START Data to process

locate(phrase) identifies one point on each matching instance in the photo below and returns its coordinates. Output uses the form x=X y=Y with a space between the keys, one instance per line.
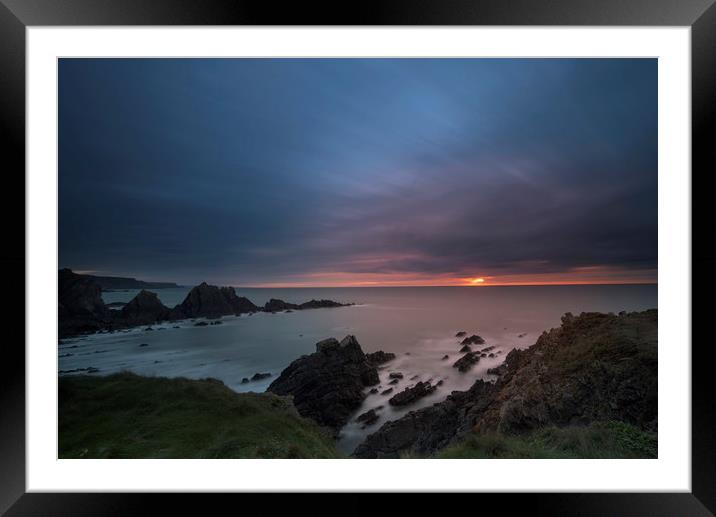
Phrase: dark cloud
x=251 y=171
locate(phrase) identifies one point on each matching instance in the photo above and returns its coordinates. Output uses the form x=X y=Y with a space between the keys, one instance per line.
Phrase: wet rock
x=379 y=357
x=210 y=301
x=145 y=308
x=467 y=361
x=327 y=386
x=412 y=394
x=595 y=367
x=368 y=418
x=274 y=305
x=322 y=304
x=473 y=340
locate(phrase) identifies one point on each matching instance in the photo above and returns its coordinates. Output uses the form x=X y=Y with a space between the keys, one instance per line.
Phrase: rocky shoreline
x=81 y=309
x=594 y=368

END Data to process

[What the task asks]
Turn every line of the rows above into a single numbered list. Skip blank lines and leave out the pictures.

[Worked answer]
1. locate(phrase) identifies one point on each matching instance in the photo below and returns its coordinates. Output uses the form x=X y=Y with a space between the keys, one instance per line.
2. Phrase: dark cloud
3. x=251 y=171
4. locate(phrase) identifies one point on each matching instance in the photo above and returns its coordinates. Output uses the form x=X y=Y with a space between the keys, one instance per line.
5. Phrase: wet rock
6. x=379 y=357
7. x=210 y=301
8. x=145 y=308
9. x=467 y=361
10. x=327 y=386
11. x=412 y=394
12. x=595 y=367
13. x=368 y=418
14. x=274 y=305
15. x=322 y=304
16. x=473 y=340
17. locate(phrase) identifies one point on each matching instance in the photo above and returns its coordinates. Output uses the form x=X y=Y with a space between the keys, one instance per line.
18. Phrase: rocky shoreline
19. x=81 y=309
20. x=594 y=368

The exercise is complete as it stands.